Che cosa è la città amica della persona con demenza? E’ una città che rende reale il principio dell’accoglienza a tutti i livelli, soprattutto verso i più fragili come sono le persone affette dalla malattia di Alzheimer o da altro tipo di demenza. Una comunità dove ogni cittadino è “preparato” a conoscere e sostenere le persone malate e le famiglie. Il luogo dove la normalità reale è un concetto alla portata di tutti, dove ogni cittadino si impegna a cadenzare, senza profonde modifiche, i suoi ritmi di vita, la quotidianità di chi non può più ricordare, costruendo ponti tra la persona ed il suo ambiente vitale, quasi una protesi che sostituisca quanto è stato cancellato dalla malattia. Un impegno che, senza stravolgere in modo sostanziale le abitudini, si prefigge di realizzare intorno alle persone affette da demenza un’atmosfera di particolare attenzione, che tenga conto delle sue fragilità e abbia una consapevole comprensione verso le sue differenti capacità. Una città che crea le condizioni affinché ciascuno, indipendentemente dal suo stato di salute o dall’età, possa essere incluso nelle varie attività.

[Dati di localizzazione dei punti]
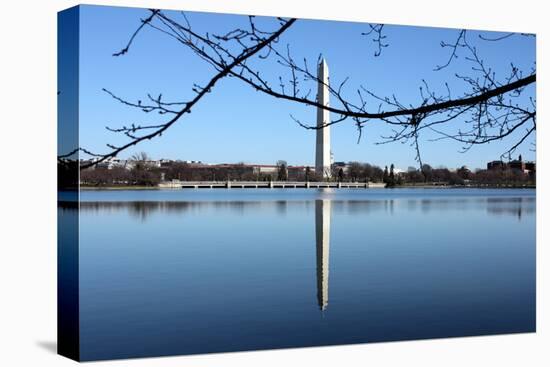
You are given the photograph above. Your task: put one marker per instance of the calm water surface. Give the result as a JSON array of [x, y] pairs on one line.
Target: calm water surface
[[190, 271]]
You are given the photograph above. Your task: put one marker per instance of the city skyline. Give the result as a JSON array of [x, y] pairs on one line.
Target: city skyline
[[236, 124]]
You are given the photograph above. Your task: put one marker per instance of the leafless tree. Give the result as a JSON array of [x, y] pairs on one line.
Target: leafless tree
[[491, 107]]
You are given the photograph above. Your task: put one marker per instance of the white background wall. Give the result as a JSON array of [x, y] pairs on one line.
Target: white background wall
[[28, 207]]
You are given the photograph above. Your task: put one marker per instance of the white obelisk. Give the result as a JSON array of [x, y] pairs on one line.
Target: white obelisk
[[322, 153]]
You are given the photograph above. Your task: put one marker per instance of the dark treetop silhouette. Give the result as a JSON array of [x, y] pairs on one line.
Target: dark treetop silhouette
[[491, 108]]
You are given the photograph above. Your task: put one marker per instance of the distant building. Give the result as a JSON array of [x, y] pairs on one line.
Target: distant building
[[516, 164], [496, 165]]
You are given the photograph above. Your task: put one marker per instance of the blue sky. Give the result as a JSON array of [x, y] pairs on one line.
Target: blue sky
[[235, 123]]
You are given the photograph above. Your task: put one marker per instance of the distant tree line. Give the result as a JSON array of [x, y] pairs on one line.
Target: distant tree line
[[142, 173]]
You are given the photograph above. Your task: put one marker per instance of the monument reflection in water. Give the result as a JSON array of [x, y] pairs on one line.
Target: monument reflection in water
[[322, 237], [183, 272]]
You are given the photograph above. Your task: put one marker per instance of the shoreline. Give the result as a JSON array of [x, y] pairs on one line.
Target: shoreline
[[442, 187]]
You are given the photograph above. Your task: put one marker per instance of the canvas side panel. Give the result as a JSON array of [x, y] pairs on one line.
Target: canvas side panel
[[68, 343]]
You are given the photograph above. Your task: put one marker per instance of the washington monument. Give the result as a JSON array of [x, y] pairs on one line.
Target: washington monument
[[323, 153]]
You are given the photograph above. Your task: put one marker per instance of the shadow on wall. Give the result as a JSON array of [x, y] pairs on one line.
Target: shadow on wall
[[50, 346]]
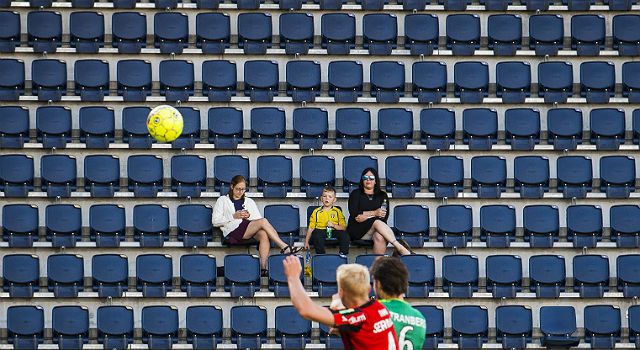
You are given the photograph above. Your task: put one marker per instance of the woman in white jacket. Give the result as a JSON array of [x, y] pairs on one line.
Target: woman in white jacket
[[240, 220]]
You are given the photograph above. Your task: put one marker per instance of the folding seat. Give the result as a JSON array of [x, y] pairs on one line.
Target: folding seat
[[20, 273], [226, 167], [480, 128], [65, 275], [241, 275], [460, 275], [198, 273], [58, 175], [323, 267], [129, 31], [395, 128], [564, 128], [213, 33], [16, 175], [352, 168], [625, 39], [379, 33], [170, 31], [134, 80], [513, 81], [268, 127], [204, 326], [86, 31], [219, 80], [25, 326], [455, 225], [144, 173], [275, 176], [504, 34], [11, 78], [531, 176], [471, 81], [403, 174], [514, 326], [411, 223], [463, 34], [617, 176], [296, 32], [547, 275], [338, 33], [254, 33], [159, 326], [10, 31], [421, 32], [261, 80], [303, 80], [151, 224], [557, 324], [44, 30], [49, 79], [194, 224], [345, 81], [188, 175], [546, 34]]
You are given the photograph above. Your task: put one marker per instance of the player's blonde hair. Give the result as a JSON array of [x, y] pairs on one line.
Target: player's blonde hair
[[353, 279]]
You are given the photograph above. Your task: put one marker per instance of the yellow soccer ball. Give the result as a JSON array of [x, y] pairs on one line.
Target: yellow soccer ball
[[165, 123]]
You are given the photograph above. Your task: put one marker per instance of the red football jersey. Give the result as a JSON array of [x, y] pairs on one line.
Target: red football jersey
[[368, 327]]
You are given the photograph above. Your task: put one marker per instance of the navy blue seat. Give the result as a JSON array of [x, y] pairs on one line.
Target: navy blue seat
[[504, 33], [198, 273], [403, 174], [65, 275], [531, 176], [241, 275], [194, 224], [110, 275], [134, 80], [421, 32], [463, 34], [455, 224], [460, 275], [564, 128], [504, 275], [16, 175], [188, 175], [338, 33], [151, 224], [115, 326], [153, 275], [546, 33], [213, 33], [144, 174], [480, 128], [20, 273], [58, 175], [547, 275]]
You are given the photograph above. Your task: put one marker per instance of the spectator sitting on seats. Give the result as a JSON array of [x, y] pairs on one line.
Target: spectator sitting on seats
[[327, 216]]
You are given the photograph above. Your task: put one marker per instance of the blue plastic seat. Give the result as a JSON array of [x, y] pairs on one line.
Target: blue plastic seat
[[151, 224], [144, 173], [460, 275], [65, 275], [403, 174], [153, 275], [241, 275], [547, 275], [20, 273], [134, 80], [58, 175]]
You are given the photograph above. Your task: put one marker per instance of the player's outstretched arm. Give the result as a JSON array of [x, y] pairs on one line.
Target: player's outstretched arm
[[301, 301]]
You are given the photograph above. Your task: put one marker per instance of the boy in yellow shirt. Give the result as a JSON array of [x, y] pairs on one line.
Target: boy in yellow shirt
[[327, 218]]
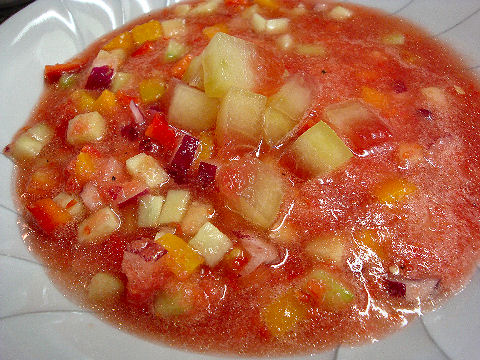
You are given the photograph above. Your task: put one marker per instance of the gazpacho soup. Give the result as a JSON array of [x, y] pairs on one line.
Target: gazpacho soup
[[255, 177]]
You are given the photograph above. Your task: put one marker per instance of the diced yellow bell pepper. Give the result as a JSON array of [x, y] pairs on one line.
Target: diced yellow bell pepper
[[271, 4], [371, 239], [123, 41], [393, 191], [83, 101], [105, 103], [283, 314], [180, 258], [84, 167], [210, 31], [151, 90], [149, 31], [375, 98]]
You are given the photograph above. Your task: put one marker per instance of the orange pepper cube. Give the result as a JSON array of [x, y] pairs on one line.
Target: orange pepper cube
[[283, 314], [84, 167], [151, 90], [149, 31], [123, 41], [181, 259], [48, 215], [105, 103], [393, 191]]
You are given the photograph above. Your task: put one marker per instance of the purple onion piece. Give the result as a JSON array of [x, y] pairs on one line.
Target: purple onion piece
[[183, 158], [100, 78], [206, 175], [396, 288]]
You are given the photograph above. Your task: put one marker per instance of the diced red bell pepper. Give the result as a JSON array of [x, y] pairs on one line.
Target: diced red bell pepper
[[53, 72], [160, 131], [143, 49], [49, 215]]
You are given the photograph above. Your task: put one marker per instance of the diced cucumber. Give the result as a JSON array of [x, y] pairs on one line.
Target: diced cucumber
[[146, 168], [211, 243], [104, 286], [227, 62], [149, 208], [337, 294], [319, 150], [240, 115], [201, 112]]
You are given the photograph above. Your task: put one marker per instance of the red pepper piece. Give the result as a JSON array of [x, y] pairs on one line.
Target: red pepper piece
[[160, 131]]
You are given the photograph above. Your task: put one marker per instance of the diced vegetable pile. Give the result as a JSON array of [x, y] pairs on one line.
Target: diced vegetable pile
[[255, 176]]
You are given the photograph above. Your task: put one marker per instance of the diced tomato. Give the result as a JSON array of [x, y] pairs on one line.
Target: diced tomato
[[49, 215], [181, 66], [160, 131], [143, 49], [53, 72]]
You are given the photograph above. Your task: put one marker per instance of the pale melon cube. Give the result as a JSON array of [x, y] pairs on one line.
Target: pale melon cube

* Consegna: Secondo il testo della pagina sulla città amica della persona con demenza, a che cosa è "preparato" ogni cittadino di questa comunità? Per rispondere basta il solo testo della pagina.

* Risposta: A conoscere e sostenere le persone malate e le famiglie.